======== FRAGMENTO
El testimonio de vacío espiritual hasta su muerte desde la radicalidad de una fe emparentada con el saber y no con el sentir a buen seguro que servirá a quienes experimentan dudas y ausencias de Dios en sus vidas

Ahora sabemos que la madre Teresa de Calcuta pasó más de 50 años sumida en una crisis espiritual que la llevó a dudar de la existencia de Dios, según cuenta el también miembro de su congregación, Brian Kolodiejchuk, en su libro «Madre Teresa: ven y sé mi luz». En él se recopila la correspondencia que esta gran mujer, símbolo moderno de la caridad cristiana, mantuvo con las personas más cercanas.

El testimonio de vacío espiritual hasta su muerte desde la radicalidad de una fe emparentada con el saber y no con el sentir a buen seguro que servirá a quienes experimentan dudas y ausencias de Dios en sus vidas; es decir, casi todo el mundo: los agnósticos, los ateos, los que buscan en medio de las contradicciones de la vida, los que luchan por una fe coherente...

Momentos de «noche oscura del alma» tuvo Jesús de Nazareth (en Getsemaní y en la cruz), y san Juan de la Cruz o santa Teresita del Niño Jesús, dos grandes místicos. Sus obras de amor no tuvieron un marco vital más fácil que el nuestro; al contrario, muchas grandes almas lo han sido a pesar de las dificultades, apoyadas y movidas por la fuerza contagiosa del amor. No hay más que acercarse a sus biografías para comprobarlo. El caso de Teresa de Lisieux (Teresita del Niño Jesús) puede ser parejo a la experiencia de Teresa de Calcuta, más allá de que aquella murió muy joven y enferma y ésta vivió muchos años; pero ambas fueron faros de amor a raudales desde la oscuridad. En el libro del padre Kolodiejchuk veremos las semejanzas de la historia de fe de la monjita albanesa con la maravillosa historia narrada Teresa de Lisieux en «Historia de un alma».

La más clara definición de santo es aquél que acepta el amor de Dios. Es lo que hicieron ambas Teresas. Las dos buscaron la evangelización, pero no a la manera de algunos tiempos pasados: sólo amaron y lo santificaron todo con su actitud. En sus vidas se manifestó la bondad de Dios al dejarse transformar por su amor; y ellas, a su vez, transformaron a quienes trataban, buscando intensamente hacer el bien sin juzgar ni condenar en abierta disposición a dejarse llenar por Dios.

«Es preferible hablar con Dios que hablar de Dios», escribió Teresa de Lisieux. Y eso mismo hizo Teresa de Calcuta. Ambas mujeres se centraron en las personas de su época. Tuvieron una deliberada voluntad de permanecer apegadas a lo real y a lo actual, muy en línea con lo que Jaspers dijera años después: «el verdadero maestro es el que acude a la vida que hay en el otro».

Estamos ante una fe abierta al amor por encima de sensaciones, miedos y flaquezas que ambas superaban con confianza plena; su entrega a Dios tuvo como respuesta su fuerza divina.
================
* _LO QUE SE PIDE_: Copia al pie de la letra la parte del fragmento sobre la fe de la madre Teresa de Calcuta que se abre con las palabras que contienen "Ahora sabemos que" y se cierra con "una fe coherente...".
======== DATOS PROPORCIONADOS
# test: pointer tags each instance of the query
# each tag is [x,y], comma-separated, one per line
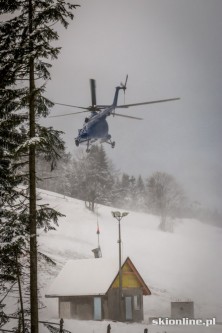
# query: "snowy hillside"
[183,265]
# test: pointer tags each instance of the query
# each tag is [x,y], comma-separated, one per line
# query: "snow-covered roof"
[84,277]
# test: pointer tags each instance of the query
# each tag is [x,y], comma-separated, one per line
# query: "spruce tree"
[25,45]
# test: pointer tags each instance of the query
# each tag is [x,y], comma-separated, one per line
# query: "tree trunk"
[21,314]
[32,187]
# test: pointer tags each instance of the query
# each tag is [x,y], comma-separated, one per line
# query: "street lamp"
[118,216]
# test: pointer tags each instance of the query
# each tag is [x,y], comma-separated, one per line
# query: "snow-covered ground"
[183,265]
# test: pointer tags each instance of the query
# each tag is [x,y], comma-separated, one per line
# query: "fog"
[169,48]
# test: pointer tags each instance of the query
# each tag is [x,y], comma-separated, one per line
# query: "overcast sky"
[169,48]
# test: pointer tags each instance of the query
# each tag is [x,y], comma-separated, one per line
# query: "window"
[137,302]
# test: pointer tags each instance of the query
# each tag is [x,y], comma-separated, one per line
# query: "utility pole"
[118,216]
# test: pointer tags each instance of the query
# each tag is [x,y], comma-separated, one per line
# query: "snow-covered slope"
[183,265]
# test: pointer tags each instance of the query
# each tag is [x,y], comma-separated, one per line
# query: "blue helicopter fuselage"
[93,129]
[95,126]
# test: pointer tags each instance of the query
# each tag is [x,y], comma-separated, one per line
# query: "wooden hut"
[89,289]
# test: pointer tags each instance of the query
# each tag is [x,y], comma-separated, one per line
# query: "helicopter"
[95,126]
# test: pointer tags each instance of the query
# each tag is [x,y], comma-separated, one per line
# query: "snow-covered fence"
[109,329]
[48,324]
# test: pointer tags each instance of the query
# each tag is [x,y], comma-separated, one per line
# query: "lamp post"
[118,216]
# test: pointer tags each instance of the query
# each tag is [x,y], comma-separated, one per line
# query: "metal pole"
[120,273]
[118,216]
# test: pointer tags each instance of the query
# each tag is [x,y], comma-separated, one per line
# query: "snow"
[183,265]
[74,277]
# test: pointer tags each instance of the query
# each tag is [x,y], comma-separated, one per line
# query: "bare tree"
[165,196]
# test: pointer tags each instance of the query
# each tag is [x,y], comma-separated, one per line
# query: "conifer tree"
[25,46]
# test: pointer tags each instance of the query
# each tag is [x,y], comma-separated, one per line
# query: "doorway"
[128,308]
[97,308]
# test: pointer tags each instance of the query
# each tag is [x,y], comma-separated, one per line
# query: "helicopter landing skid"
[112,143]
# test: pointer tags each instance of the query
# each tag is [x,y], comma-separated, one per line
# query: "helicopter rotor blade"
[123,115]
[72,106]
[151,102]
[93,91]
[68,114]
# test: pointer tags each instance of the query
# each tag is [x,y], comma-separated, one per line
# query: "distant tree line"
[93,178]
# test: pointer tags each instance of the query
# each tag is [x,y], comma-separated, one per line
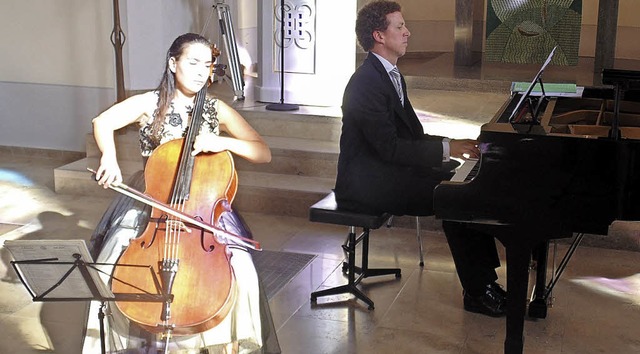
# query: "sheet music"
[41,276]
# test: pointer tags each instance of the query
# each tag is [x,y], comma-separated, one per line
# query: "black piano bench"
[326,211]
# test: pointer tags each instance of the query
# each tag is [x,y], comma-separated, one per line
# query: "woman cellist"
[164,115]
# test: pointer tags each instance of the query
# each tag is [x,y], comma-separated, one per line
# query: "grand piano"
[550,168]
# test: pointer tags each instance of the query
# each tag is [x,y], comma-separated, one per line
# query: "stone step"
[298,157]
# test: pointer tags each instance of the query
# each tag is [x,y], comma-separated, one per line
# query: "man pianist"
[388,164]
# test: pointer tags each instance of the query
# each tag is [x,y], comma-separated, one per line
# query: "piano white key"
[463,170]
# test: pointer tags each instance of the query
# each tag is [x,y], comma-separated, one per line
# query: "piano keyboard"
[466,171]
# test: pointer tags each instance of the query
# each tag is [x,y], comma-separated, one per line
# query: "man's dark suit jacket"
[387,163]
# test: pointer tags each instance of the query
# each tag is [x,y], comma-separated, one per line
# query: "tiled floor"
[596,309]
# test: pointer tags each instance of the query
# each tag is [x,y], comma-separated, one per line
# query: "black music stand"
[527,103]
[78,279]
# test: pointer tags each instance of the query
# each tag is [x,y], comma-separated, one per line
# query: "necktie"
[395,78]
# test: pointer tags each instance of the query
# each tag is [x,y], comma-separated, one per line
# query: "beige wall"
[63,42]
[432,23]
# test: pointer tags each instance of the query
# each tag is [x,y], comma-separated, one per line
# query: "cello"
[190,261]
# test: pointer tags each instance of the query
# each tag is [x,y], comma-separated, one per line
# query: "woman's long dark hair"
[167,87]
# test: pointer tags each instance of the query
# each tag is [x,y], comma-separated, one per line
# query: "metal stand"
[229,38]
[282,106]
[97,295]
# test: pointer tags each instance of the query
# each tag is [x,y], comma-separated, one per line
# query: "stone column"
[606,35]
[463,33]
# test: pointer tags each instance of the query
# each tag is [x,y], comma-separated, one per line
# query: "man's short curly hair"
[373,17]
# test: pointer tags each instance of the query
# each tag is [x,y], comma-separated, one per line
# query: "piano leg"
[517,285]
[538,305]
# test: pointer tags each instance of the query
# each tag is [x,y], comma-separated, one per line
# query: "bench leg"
================
* _RESULTADO_:
Ahora sabemos que la madre Teresa de Calcuta pasó más de 50 años sumida en una crisis espiritual que la llevó a dudar de la existencia de Dios, según cuenta el también miembro de su congregación, Brian Kolodiejchuk, en su libro «Madre Teresa: ven y sé mi luz». En él se recopila la correspondencia que esta gran mujer, símbolo moderno de la caridad cristiana, mantuvo con las personas más cercanas.

El testimonio de vacío espiritual hasta su muerte desde la radicalidad de una fe emparentada con el saber y no con el sentir a buen seguro que servirá a quienes experimentan dudas y ausencias de Dios en sus vidas; es decir, casi todo el mundo: los agnósticos, los ateos, los que buscan en medio de las contradicciones de la vida, los que luchan por una fe coherente...